> **TASKS AND EXERCISES**:
#1 In the description of Anachis nigricostata, reproduce the passage from "The aperture is" to "form of nodules.", swapping "tubercles" for "denticles".
#2 Condense the paragraph that begins "The 8 whorls are a little convex" in the Anachis nigricostata description into a short bulleted list of its main facts.

Species of gastropod

Anachis nigricostata is a species of sea snail in the family Columbellidae, the dove snails.

==Description==
The length of the shell attains 12.5 mm, its diameter 6 mm.

(Original description) The shell is acuminately ovate and subturreted. Beneath a thin, dirty yellowish epidermis, it appears white with black ribs. A series of white spots dots the ribs a little above the middle of the body whorl, and a black, elongate spot or line fills each interstice between the ribs. Those spots towards the outer lip extend downwards to the base in a rather zigzag manner.

The 8 whorls are a little convex, and each features about 12 thinnish ribs. The body whorl is a little flattened or even concave at its broadest part. The ribs in front extend somewhat below the middle, and on the back, the four or five nearest the lip develop only a short distance from the suture, leaving the whorl below them smooth. At the base, it is transversely grooved, with the eight or nine ridges or lirae between the sulci being spotted with black. These spots are the continuation of the longitudinal costae's coloring.

The aperture is small, narrow, and bluish-white within. The outer lip is exteriorly thickened, thin at the edge, and bears about 8 internal tubercles, of which the three or four upper ones are the largest. The columella is suberect, slightly convex at the middle, covered with a thin callosity, and has a free margin. Through this margin, the transverse ridges that wind around the end or cauda of the whorl appear somewhat in the form of nodules.

==Distribution==
This species occurs in Bay of Bengal off the Andaman and Nicobar Islands.

> **INFORMATION GIVEN**:
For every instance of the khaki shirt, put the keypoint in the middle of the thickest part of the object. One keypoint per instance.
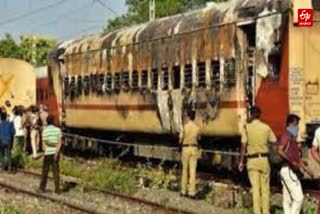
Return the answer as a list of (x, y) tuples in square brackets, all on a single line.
[(257, 135), (190, 134)]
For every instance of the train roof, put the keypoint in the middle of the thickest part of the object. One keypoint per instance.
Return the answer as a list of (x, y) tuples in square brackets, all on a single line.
[(234, 11)]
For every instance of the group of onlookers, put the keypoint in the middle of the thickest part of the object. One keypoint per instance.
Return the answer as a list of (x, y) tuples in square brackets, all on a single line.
[(256, 151), (29, 131), (255, 141), (20, 131)]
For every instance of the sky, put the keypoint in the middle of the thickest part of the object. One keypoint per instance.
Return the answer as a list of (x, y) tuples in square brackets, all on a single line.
[(59, 19)]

> **ANSWERS BY TASK**:
#1
The aperture is small, narrow, and bluish-white within. The outer lip is exteriorly thickened, thin at the edge, and bears about 8 internal denticles, of which the three or four upper ones are the largest. The columella is suberect, slightly convex at the middle, covered with a thin callosity, and has a free margin. Through this margin, the transverse ridges that wind around the end or cauda of the whorl appear somewhat in the form of nodules.

#2
- 8 slightly convex whorls, each with about 12 thinnish ribs.
- Body whorl a little flattened or even concave at its broadest part.
- In front, the ribs extend somewhat below the middle. On the back, the four or five ribs nearest the lip run only a short distance from the suture, so the whorl below them is smooth.
- The base is transversely grooved. The eight or nine ridges (lirae) between the grooves are spotted with black, continuing the coloring of the longitudinal ribs.